[Start of Extract]

Finally saved enough to buy a house (a year ago). Made a wise job move 6 months ago (doubled income). Just set up (and maxing out): 401K, Roth IRA and HSA.

Congrats!

Looking forward I’ll have approx $100K a year to invest (post 401K, Roth IRA and HSA)

A few beginners Q…

1. Stocks vs housing: My original plan was to buy a rental property ASAP but in the North East (where I live) I can get nowhere near the 1% rule. Am I better going the stock market route? (at least to get my investing ball rolling?)

Obviously people will have differing opinions on this, and NO rule is applicable to every property in every region of the country.  But I've been reading on real estate for a few years now and I'm fairly certain that for most of the metro areas in the Northeast (I'm in NYC, but I've looked in the surrounding regions), the 1% rule doesn't work - you won't find property meeting that criteria in highly populated places in the northeast.  Furthermore, your risk is magnified because the cost of the average property in the northeast is higher; to get on the property ladder costs you $150k and up, usually, at a minimum.  Oftentimes - more!

Your choices are:
  • go the real estate route route and pursue a different strategy other than "buy houses that roughly meet the 1-2% rule of thumb".  John T. Reed is a pretty good source on some of these alternative strategies, but be advised that none are as simple as the 1-2% rule.  Ignore how bad his site looks or his doomsday streak - he's got solid info on real estate investing.
  • Invest long-distance in properties that meet that 1-2% rule
  • Stick to the stock market until you've got more capital.

2. What is a good beginner’s book on investing? I have a MBA and understand the basic principle of the stock market and company valuations. But how do I put this into practice?

[End of Extract]

- [Required task A]
Write out, word for word, the part of the investing discussion that starts with the words containing "2. What is a" and ends with "this into practice?".
- [Required task B]
Pick up the investing discussion where it stops and carry it forward.
The material is drawn from a separate source unrelated to the investing discussion.

[Start of Data entries]

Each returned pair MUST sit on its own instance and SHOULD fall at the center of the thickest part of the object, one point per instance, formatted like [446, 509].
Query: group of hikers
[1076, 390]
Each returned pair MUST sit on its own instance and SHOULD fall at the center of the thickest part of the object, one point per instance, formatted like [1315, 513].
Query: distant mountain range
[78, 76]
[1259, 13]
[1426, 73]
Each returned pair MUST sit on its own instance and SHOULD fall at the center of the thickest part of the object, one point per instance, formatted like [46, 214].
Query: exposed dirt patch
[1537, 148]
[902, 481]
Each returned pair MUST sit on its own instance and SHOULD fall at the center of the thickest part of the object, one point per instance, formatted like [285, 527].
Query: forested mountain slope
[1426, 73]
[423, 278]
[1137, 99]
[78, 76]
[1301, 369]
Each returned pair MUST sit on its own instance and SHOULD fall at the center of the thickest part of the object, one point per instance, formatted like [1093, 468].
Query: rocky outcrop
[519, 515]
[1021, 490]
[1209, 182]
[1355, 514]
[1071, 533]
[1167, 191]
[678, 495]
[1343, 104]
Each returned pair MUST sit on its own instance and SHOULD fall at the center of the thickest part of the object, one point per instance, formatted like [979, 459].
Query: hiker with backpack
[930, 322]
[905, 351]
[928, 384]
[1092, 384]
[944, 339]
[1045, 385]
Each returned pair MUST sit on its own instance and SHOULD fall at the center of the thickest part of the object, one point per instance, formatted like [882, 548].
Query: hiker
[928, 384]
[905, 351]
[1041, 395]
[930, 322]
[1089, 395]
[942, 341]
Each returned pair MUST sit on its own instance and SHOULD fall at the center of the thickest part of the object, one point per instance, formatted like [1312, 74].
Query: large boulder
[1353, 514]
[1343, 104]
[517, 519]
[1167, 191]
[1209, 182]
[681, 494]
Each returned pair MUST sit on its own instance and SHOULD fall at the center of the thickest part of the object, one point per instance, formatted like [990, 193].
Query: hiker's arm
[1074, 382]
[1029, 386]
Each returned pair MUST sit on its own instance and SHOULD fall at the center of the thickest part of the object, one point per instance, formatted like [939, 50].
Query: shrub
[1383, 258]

[End of Data entries]
[Start of Data entries]

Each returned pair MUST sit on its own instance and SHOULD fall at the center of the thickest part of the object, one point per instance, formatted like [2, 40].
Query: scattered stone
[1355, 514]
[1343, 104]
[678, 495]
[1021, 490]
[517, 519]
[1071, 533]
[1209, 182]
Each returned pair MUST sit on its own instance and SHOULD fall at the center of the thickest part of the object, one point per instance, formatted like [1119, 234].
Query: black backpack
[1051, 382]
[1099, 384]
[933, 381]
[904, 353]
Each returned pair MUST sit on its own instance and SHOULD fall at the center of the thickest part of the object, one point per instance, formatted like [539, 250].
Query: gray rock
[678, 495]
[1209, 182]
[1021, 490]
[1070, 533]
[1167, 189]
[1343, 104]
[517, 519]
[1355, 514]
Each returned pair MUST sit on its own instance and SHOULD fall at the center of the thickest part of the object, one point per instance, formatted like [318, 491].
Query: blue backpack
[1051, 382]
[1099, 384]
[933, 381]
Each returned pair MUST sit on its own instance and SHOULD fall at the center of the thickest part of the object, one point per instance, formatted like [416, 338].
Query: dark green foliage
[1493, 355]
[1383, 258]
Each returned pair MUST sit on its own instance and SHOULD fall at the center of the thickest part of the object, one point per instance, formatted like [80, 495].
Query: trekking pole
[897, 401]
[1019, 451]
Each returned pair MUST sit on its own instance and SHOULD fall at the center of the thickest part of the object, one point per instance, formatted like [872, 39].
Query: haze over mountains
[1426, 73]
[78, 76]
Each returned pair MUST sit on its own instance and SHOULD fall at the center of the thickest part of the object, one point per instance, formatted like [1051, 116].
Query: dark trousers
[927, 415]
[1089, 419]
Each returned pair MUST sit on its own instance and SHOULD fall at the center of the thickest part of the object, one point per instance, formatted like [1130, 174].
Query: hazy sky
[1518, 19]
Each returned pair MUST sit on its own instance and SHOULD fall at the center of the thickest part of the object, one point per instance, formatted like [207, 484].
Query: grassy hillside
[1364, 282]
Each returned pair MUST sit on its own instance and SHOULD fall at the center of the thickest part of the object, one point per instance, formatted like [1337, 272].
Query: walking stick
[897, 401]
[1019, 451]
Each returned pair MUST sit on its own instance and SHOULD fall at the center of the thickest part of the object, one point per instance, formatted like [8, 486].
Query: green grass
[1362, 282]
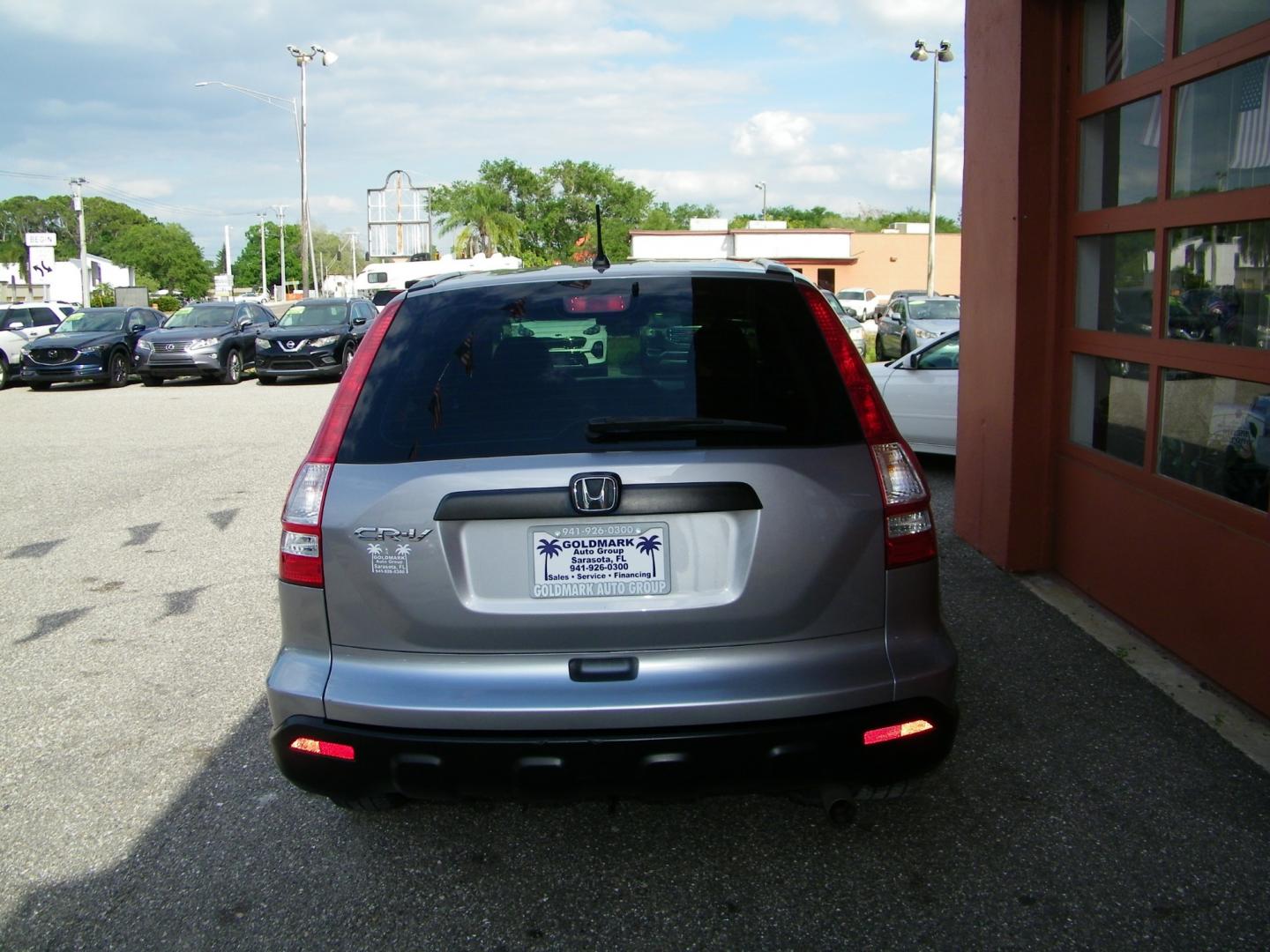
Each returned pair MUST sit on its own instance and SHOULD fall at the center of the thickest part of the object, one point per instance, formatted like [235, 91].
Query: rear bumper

[End of Data entries]
[Start of Data entries]

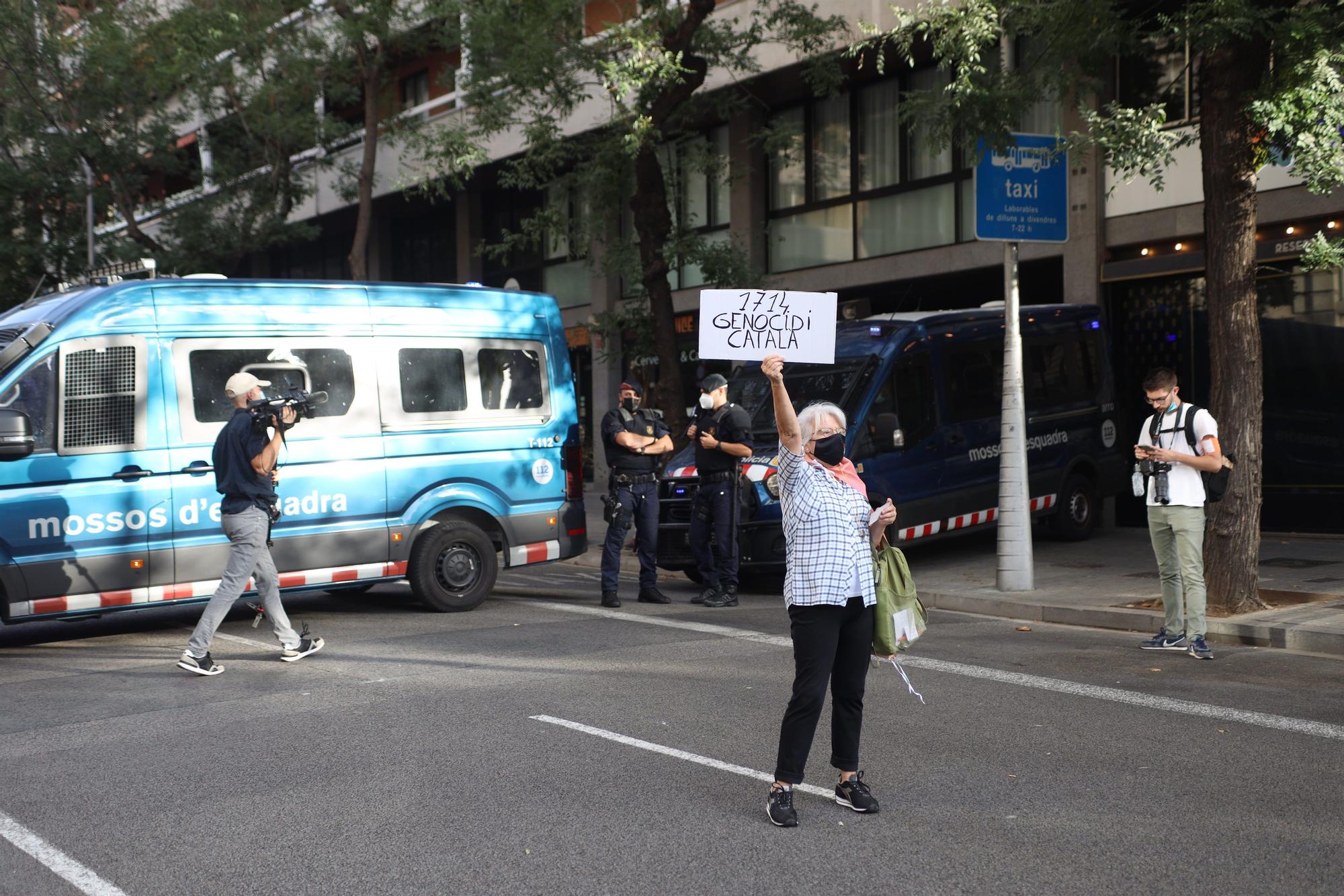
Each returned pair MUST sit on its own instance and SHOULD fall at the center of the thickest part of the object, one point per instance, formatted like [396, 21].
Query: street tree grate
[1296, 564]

[End of Data entries]

- [Task result A]
2. What is a good beginner’s book on investing? I have a MBA and understand the basic principle of the stock market and company valuations. But how do I put this into practice?

- [Task result B]
If you mean on overall portfolio management from a "what consistently works and is simple" perspective, I'd recommend the Bogleheads forum.  They'll stress asset allocation, diversification, low costs, asset location, and tax efficiency.  They will explain these concepts really well.  Importantly, you will not fuck yourself following this path.  You'll do average for your risk profile, which will NOT put you in the 50th percentile of investors.  It will put you in the upper quartile of the investing public, I would guess, because most investors don't earn the risk-adjusted return they deserve - they screw up some key concept (low fees, proper asset allocation, they try to market time, etc).

If you mean "I want to try my hand at actively managing my stock portfolio", then I'd say: go for it.  But there's a right and a wrong way to do this.  I'd say carve out a piece of your equity portfolio (say, 10%) and try your hand at it.  I would add a bunch of caveats and "how do to this without blowing yourself up" type guidelines, but I'm not even sure that this is what you meant?  If you mean "I want to try and actively manage some of my equities because I think I can do better / think it would be interesting / think it would be a lot of fun", then tell me that and I'll recommend some guidelines for how to attempt this in a way where any screwups will be minimized, and you can actually track if you're doing a good job or not over the long-haul.
3. What is the best way to invest the $100K?
         Investing in stocks: Reading about the stock market makes me nervous that we are at a high and it will crash shortly. Do I want to  lose a chuck of that $100K?

If you're really nervous about investing "at current levels", your best choices are:
1)  Pick a more conservative asset allocation for now for this $100,000, and get investing.  You can always up your equity exposure later.
2)  Dollar cost average into the asset allocation you want.  For example, if you think you're a 60% stock / 40% bond investor, you could buy $20,000 of Vanguard LifeStrategy Moderate Growth (60/40 allocation) every quarter from now until your long-term moneys is all invested.

Hopefully that helps.  Lemme know if you were serious about the "I want to try my hand at actively managing my portfolio" question and I'll recommend some books and guidelines so you don't blow yourself up, hopefully.
« Last Edit: August 18, 2014, 03:38:39 PM by ioseftavi »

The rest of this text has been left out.